Please reproduce the following lines word for word, keeping every character, bracket, and line break unchanged.

■ Working data:
* * *
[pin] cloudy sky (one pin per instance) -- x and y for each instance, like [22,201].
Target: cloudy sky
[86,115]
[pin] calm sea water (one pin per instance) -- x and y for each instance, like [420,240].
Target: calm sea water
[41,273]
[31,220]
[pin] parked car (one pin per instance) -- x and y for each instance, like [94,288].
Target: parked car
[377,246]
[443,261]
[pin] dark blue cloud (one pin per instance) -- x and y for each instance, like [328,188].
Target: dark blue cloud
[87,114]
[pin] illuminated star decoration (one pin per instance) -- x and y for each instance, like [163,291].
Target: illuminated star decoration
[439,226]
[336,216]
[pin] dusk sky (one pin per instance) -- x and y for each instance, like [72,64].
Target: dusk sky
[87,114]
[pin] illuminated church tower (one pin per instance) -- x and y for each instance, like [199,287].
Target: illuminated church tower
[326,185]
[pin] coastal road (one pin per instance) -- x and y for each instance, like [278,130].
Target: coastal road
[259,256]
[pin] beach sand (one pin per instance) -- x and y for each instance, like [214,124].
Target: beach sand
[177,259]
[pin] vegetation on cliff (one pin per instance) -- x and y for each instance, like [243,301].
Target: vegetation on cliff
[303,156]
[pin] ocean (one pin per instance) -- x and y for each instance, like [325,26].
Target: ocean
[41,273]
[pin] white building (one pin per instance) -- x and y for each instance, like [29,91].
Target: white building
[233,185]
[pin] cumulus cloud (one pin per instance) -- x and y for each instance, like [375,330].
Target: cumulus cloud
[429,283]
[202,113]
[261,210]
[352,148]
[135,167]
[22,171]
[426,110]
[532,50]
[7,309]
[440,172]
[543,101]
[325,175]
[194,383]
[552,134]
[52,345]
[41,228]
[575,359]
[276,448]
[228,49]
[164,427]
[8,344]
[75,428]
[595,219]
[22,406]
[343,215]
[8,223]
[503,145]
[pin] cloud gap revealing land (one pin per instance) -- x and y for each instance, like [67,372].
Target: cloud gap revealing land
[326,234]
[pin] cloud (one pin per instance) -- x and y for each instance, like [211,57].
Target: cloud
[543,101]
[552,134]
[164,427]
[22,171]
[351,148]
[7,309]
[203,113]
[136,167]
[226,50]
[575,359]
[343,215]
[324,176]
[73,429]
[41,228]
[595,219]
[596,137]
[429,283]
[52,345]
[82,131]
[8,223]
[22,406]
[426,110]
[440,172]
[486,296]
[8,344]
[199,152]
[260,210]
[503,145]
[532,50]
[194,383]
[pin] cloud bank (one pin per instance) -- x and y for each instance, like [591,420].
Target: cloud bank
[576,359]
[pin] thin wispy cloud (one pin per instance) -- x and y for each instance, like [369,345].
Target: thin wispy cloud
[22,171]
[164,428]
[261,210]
* * *
■ Solved exercise:
[pin] cloudy sky (one pin per instance) -- x and y for each instance, like [22,201].
Target: cloudy sky
[86,115]
[pin] calm sea water (one pin per instance) -- x and y for each instance, like [420,240].
Target: calm sea water
[41,273]
[31,220]
[pin] parked car (one pin per instance) -- x and y for each instance, like [94,288].
Target: parked car
[377,246]
[443,261]
[pin] dark blue cloud (one pin per instance) -- x and y for each instance, like [328,188].
Target: dark blue cloud
[87,114]
[pin] illuminated star decoration (one pin per instance) -- x and y for each instance, like [163,291].
Target: illuminated star decoration
[439,226]
[336,216]
[pin] dusk sky (one pin per instance) -- x and y for each instance, like [72,64].
Target: dusk sky
[87,114]
[pin] illuminated church tower (one pin per instance) -- x and y for each instance, like [199,287].
Target: illuminated church tower
[326,185]
[pin] coastal road (one pin per instance) -- x and y for each instance, like [278,130].
Target: coastal road
[259,256]
[pin] beach sand (one pin per instance) -- x and y for each instance, like [214,124].
Target: beach sand
[177,259]
[pin] vegetation on cliff (one pin per instance) -- x and y for each instance, like [243,301].
Target: vegetation on cliff
[303,156]
[pin] ocean (one pin per instance) -- x and y for each instance, like [325,26].
Target: ocean
[41,273]
[pin] white building (one pin per instance) -- x and y for each instance, like [29,91].
Target: white building
[233,185]
[pin] cumulus cloud (one pin per instance) -- x and y for each instance, like [375,330].
Target: cumulus cloud
[429,283]
[202,113]
[261,210]
[352,148]
[135,167]
[22,171]
[426,110]
[532,50]
[7,309]
[440,172]
[543,101]
[325,175]
[194,383]
[552,134]
[52,345]
[41,228]
[575,359]
[276,448]
[228,49]
[164,427]
[8,344]
[75,428]
[595,219]
[22,406]
[343,215]
[8,223]
[503,145]
[pin] cloud gap revealing land (one pin per instance) -- x and y for each instance, like [67,372].
Target: cloud gap revealing land
[326,234]
[pin] cloud (one pin per instance) -- x and y for each instance, like [211,57].
Target: cloud
[543,101]
[552,134]
[164,427]
[22,171]
[351,148]
[7,309]
[203,113]
[136,167]
[226,50]
[575,359]
[343,215]
[324,176]
[73,429]
[41,228]
[595,219]
[596,137]
[429,283]
[52,345]
[82,131]
[8,223]
[22,406]
[426,110]
[440,172]
[486,296]
[8,344]
[199,152]
[260,210]
[503,145]
[532,50]
[194,383]
[pin] cloud bank (one pin per instance) -- x and y for each instance, like [591,420].
Target: cloud bank
[576,359]
[pin] thin wispy cloud (one pin per instance) -- x and y for each instance, like [369,345].
Target: thin wispy cloud
[22,171]
[164,428]
[261,210]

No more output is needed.